§ **Latihan A**: Ringkaslah teks pendahuluan di bawah ini dalam dua kalimat.

§ **Teks yang Diberikan**:
=-=-=

BAB I
PENDAHULUAN
A. Latar Belakang Masalah
Sebagai manusia yang dibekali akal fikiran, daya pikir yang dimiliki adalah sumber awal kreasi dan temuan baru serta__yang terpenting__ujung tombak kemajuan suatu umat. Dalam pandangan Baghdadi (1994), memang pemikiranlah yang secara sunnatullah mampu membangkitkan suatu umat sebab potensi bangkit dimiliki manusia manapun secara universal.
Disini Allah berfirman dalam Surat ar-Ra’d:11,
“…Sesungguhnya
Allah tidak akan mengubah keadaan suatu kaum sehingga mereka mengubah
keadaan yang ada pada diri mereka sendiri...”
Menurut Al-Baghdadi, ayat ini bersifat umum (‘aam), yakni siapa saja dapat mencapai kemajuan dan kejayaan bila mereka telah mengubah sebab-sebab kemundurannya. Mengubah keadaan agar bangkit biasanya diawali dengan merumuskan konsepsi kebangkitan. [1]
Kita sebaiknya berfikir tentang keadaan negara kita saat ini, pengangguran telah oversupply,
ada yang mengatakan pemerintah tidak menyediakan lapangan pekerjaan
yang cukup, apakah sumber daya alam yang luas tidak cukup sebagai
lapangan pekerjaan? disisi lain mengatakan
kesejahteraan tidak merata, apakah kesejahteraan itu diberikan,
dibagi-bagikan begitu saja?. Tentu kita juga akan bertanya siapakah yang
bertanggung jawab atas semua ini? pemerintahkah, atau kitakah?
Sebenarnya banyak perumpamaan yang Allah berikan sebagai i’tibar, penuntun
langkah hidup kita. Akan tetapi seringkali kita kurang memperhatikan
ciptaan-ciptaan-Nya. Padahal pada ciptaan Allah itu terdapat suatu
pelajaran yang sangat berharga bagi hidup kita. Mungkin Ilmu pengetahuan
kita seringkali tidak sampai di dalam memahami tanda-tanda kekuasaan
Allah.

=-=-=

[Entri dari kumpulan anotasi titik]

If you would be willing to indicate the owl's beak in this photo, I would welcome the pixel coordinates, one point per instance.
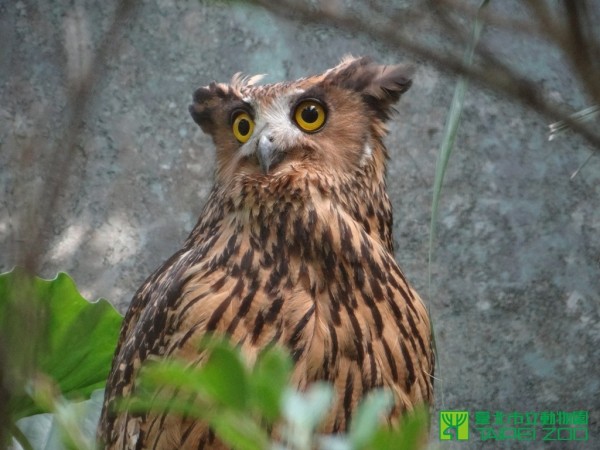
(267, 153)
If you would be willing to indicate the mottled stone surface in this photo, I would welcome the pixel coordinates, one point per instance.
(515, 282)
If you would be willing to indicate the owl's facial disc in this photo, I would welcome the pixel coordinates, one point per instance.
(281, 127)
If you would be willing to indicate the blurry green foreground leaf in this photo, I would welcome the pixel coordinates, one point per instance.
(47, 327)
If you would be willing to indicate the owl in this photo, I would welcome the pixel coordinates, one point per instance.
(293, 247)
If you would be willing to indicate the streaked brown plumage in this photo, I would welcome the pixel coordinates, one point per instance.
(294, 246)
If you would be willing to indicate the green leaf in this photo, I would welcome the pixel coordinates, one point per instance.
(73, 421)
(268, 382)
(368, 416)
(239, 430)
(47, 327)
(225, 377)
(410, 435)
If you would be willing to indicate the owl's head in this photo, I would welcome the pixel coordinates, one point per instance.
(334, 120)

=-=-=

§ **Latihan B**: Tuliskan ulang bagian daftar di atas, mulai dari baris yang memuat "If you would be willing to indicate the owl's facial" sampai akhir daftar, sebagai list JSON berisi string dengan satu string untuk setiap baris dan tanpa baris kosong.

§ **Jawaban Lengkap A**: Daya pikir manusia adalah sumber kreasi dan ujung tombak kemajuan suatu umat, dan menurut Al-Baghdadi ayat ar-Ra'd:11 bersifat umum sehingga siapa saja dapat mencapai kemajuan bila telah mengubah sebab-sebab kemundurannya. Teks pendahuluan ini lalu mengajak memikirkan keadaan negara saat ini, seperti pengangguran dan kesejahteraan yang tidak merata, serta mengingatkan bahwa ciptaan Allah mengandung pelajaran berharga yang sering kurang diperhatikan.

§ **Jawaban Lengkap B**:
[
  "If you would be willing to indicate the owl's facial disc in this photo, I would welcome the pixel coordinates, one point per instance.",
  "(281, 127)",
  "If you would be willing to indicate the blurry green foreground leaf in this photo, I would welcome the pixel coordinates, one point per instance.",
  "(47, 327)",
  "If you would be willing to indicate the owl in this photo, I would welcome the pixel coordinates, one point per instance.",
  "(293, 247)",
  "If you would be willing to indicate the streaked brown plumage in this photo, I would welcome the pixel coordinates, one point per instance.",
  "(294, 246)",
  "If you would be willing to indicate the green leaf in this photo, I would welcome the pixel coordinates, one point per instance.",
  "(73, 421)",
  "(268, 382)",
  "(368, 416)",
  "(239, 430)",
  "(47, 327)",
  "(225, 377)",
  "(410, 435)",
  "If you would be willing to indicate the owl's head in this photo, I would welcome the pixel coordinates, one point per instance.",
  "(334, 120)"
]